**Source material:**
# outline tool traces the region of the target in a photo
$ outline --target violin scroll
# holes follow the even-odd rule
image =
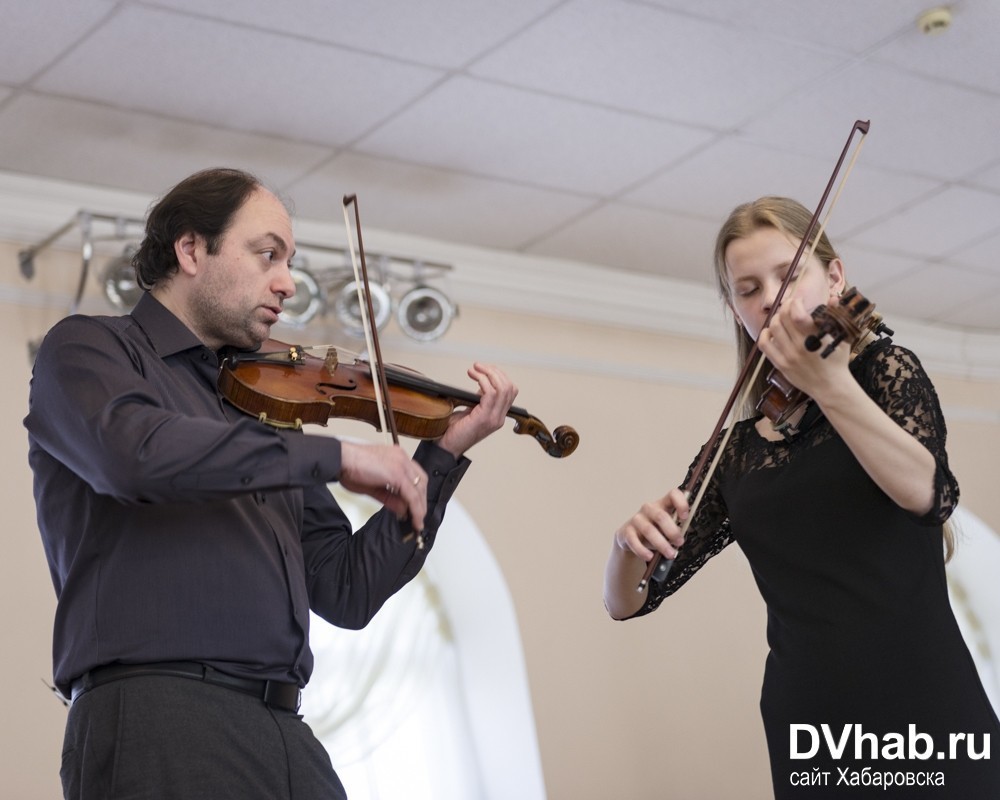
[[[542,450],[553,458],[565,458],[580,444],[580,435],[569,425],[560,425],[549,433],[549,429],[538,417],[521,409],[512,408],[507,416],[514,420],[514,433],[533,436]]]

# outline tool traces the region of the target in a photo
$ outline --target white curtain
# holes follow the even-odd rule
[[[1000,534],[961,506],[952,521],[958,541],[947,570],[951,605],[1000,714]]]
[[[377,506],[334,489],[357,525]],[[312,618],[302,713],[352,800],[483,797],[455,642],[422,571],[361,631]]]

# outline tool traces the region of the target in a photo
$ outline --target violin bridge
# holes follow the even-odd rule
[[[337,364],[339,363],[340,361],[337,358],[337,348],[328,347],[326,350],[326,360],[323,362],[323,368],[333,375],[334,370],[337,369]]]

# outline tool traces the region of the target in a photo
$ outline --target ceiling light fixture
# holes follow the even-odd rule
[[[378,283],[369,283],[371,291],[372,310],[375,317],[375,328],[382,330],[392,316],[392,298],[389,291]],[[357,339],[365,335],[364,322],[361,316],[361,292],[355,281],[349,280],[341,284],[333,297],[333,311],[344,333]]]
[[[304,258],[295,259],[288,272],[295,282],[295,294],[285,298],[278,319],[296,328],[303,328],[326,308],[326,292],[309,271],[309,264]]]
[[[400,299],[396,321],[411,339],[429,342],[444,336],[455,314],[455,305],[444,292],[418,285]]]
[[[939,6],[925,11],[917,17],[917,27],[920,28],[921,33],[936,36],[951,27],[951,19],[951,9],[947,6]]]
[[[122,254],[108,261],[101,273],[104,296],[120,311],[131,311],[142,297],[143,289],[136,280],[135,267],[132,266],[132,256],[138,249],[132,243],[125,245]]]

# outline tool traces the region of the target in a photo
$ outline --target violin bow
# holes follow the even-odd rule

**About this exercise:**
Please print the data above once more, exactly and without images.

**Result of the task:**
# outline tool traces the region of the target in a photo
$ outline --target violin scroll
# holes follow the even-odd rule
image =
[[[542,450],[553,458],[565,458],[580,444],[580,435],[569,425],[560,425],[549,433],[549,429],[538,417],[521,409],[512,408],[507,416],[514,420],[514,433],[533,436]]]

# outline tool traces the region of the target in a photo
$ outline --target white curtain
# holes follow the even-odd rule
[[[1000,534],[961,506],[952,521],[958,541],[947,570],[951,605],[1000,714]]]
[[[377,506],[334,489],[357,525]],[[312,618],[302,713],[352,800],[483,797],[455,642],[422,571],[361,631]]]

# outline tool traces the region of the target in a photo
$ outline --target violin bridge
# holes follow the even-odd rule
[[[337,364],[339,363],[340,361],[337,358],[337,348],[328,347],[326,350],[326,360],[323,362],[323,368],[333,375],[334,370],[337,369]]]

# outline tool traces the region of the target in a photo
$ outline --target ceiling light fixture
# holes follow the even-odd rule
[[[378,283],[369,283],[371,291],[372,310],[375,317],[375,328],[382,330],[392,316],[392,298],[389,291]],[[357,339],[365,335],[364,322],[361,316],[361,292],[355,281],[349,280],[341,284],[333,297],[333,311],[344,333]]]
[[[304,258],[295,259],[288,272],[295,282],[295,294],[285,298],[278,319],[296,328],[303,328],[326,308],[326,292],[309,271],[309,264]]]
[[[400,299],[396,321],[411,339],[429,342],[444,336],[455,314],[455,305],[444,292],[418,285]]]
[[[939,6],[925,11],[917,17],[917,27],[920,28],[921,33],[936,36],[951,27],[951,19],[951,9],[947,6]]]
[[[122,254],[108,261],[101,273],[104,296],[120,311],[131,311],[142,297],[143,289],[136,280],[135,267],[132,266],[132,256],[138,249],[132,243],[125,245]]]

# outline tool traces the region of the target in a photo
$ outline --target violin bow
# holes follow the even-odd rule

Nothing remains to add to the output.